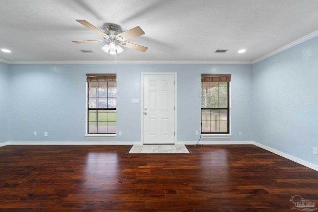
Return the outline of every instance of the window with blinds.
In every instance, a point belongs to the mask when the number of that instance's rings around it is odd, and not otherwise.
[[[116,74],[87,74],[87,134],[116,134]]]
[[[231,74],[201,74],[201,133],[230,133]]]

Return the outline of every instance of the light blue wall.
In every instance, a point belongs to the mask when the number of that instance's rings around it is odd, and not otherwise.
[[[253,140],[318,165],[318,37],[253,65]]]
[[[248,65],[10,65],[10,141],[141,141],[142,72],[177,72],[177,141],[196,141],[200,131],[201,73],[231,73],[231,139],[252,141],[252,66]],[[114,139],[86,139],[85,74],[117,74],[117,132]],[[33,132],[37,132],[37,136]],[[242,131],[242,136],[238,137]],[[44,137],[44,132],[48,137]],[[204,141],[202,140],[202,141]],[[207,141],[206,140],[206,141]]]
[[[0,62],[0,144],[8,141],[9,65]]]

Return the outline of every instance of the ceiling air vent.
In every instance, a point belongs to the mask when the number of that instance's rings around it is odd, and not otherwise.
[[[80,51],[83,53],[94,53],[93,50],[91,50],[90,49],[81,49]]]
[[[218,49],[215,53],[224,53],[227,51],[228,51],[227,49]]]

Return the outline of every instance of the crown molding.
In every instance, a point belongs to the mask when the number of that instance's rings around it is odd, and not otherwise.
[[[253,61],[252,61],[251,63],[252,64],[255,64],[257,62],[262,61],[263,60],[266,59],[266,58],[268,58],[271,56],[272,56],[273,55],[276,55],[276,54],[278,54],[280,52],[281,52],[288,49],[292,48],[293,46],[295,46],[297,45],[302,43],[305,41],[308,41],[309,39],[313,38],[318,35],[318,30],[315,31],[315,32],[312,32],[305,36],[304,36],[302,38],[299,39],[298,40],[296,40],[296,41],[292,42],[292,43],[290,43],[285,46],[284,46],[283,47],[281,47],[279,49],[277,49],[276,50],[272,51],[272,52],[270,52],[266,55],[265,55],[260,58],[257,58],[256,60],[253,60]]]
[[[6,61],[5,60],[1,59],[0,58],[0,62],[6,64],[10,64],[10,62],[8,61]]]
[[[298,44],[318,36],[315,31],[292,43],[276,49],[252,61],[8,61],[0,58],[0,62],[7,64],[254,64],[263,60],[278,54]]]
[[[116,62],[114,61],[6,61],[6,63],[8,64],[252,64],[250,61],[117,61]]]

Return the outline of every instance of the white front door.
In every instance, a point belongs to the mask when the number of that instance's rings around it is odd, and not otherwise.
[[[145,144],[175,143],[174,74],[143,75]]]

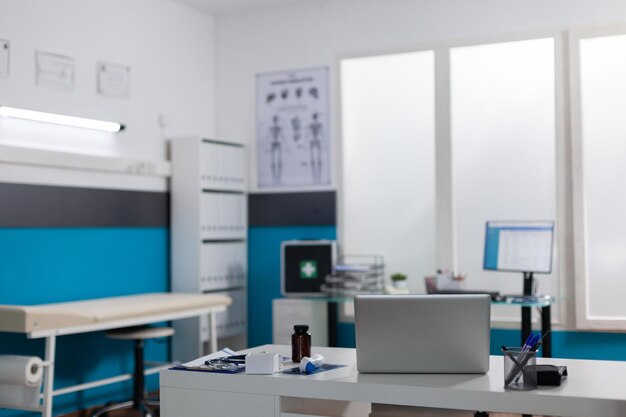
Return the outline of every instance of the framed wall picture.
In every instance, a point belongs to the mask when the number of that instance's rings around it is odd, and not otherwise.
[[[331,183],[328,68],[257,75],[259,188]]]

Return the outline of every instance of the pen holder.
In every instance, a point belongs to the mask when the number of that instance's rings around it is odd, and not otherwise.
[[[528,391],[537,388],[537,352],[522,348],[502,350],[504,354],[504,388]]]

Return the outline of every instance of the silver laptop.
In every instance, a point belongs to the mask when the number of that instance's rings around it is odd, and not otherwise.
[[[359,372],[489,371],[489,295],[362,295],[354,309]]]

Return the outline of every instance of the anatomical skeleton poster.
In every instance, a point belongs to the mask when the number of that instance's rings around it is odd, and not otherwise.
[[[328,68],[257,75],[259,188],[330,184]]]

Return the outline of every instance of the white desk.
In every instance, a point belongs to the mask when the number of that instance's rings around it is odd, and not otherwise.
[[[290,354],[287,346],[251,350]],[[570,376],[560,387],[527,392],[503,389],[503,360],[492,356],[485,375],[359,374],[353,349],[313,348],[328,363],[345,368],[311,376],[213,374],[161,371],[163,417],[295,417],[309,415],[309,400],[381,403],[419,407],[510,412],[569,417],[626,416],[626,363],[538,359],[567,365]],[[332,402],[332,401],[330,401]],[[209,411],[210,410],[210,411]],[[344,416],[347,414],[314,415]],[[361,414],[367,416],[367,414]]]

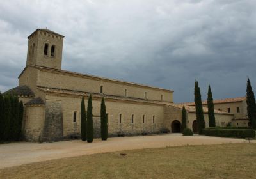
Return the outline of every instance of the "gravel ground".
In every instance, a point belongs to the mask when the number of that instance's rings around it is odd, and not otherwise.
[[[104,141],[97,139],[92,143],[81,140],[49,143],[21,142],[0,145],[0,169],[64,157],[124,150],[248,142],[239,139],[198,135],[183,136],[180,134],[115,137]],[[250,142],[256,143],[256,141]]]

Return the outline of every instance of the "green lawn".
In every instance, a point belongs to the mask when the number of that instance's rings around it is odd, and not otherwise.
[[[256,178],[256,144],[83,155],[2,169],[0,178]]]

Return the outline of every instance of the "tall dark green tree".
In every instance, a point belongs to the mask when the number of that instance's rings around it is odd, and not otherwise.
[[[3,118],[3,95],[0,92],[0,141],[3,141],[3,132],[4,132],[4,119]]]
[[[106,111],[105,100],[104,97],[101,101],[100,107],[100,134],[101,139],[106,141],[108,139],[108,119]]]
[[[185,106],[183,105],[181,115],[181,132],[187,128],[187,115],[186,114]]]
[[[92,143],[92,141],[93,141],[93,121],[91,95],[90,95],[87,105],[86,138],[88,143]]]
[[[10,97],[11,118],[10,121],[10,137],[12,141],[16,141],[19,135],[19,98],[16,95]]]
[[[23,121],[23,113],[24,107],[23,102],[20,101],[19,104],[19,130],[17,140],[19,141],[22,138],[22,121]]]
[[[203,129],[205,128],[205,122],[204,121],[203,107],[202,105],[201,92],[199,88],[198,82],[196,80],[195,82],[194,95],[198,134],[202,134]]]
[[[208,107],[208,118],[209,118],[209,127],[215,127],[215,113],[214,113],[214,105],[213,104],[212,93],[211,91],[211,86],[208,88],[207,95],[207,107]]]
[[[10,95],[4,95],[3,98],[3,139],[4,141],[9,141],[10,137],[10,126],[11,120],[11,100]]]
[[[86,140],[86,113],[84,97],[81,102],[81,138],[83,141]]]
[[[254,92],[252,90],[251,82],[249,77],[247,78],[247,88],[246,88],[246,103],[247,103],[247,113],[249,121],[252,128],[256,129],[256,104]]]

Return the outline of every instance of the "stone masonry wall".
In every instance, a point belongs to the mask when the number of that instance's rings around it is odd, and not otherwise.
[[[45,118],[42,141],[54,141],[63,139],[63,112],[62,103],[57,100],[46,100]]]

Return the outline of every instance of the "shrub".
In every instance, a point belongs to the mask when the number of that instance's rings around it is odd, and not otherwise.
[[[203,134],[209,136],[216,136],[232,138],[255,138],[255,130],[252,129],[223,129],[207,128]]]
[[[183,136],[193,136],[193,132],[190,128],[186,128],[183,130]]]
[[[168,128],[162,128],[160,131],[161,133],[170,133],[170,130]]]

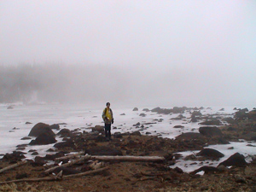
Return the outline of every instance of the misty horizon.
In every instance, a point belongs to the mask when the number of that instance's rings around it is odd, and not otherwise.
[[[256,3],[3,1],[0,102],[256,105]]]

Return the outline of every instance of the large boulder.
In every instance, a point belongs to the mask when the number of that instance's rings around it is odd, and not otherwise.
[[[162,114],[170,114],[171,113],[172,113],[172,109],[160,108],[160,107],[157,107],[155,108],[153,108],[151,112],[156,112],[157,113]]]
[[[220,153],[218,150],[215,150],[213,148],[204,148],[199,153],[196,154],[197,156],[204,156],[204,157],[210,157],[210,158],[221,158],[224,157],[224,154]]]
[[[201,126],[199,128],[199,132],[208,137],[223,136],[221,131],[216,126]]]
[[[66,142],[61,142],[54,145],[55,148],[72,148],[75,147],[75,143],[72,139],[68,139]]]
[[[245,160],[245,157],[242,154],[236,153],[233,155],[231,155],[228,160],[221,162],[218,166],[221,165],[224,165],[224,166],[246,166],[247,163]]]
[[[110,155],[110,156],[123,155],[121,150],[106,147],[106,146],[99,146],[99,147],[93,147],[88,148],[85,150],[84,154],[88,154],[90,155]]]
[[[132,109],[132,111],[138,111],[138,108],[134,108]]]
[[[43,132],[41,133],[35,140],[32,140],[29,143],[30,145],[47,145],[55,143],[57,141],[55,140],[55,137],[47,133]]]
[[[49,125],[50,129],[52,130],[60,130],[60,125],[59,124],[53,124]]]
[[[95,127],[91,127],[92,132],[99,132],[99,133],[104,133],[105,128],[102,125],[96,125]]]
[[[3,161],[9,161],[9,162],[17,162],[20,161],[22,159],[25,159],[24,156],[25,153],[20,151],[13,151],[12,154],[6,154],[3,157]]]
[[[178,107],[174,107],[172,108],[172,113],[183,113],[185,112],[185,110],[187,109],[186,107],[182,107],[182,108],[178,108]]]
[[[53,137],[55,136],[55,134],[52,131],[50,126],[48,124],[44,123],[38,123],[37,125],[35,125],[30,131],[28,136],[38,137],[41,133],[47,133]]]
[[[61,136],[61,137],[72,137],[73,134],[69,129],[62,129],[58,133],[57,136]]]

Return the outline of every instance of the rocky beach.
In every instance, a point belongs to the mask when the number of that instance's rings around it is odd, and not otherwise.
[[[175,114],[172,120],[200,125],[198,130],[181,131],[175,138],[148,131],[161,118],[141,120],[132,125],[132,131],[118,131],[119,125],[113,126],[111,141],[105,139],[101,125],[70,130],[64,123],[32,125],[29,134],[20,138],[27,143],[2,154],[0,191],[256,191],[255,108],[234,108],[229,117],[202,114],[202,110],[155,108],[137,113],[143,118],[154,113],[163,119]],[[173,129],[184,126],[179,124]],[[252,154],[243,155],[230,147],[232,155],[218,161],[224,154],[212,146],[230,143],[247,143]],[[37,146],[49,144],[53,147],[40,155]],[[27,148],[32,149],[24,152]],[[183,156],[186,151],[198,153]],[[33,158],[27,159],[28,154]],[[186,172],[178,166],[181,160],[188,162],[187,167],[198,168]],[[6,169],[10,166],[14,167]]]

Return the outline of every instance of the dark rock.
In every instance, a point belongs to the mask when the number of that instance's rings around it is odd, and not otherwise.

_Short problem_
Convert the lines from the one containing "Return the outline of every instance of the dark" through the end of the records, inclusive, into a JSON list of strings with one string per line, skipping blank lines.

_Final result_
[
  "Return the outline of every instance of the dark rock.",
  "In every instance, a point belongs to the mask when the number of that instance's rings around it is odd, and not otherwise."
]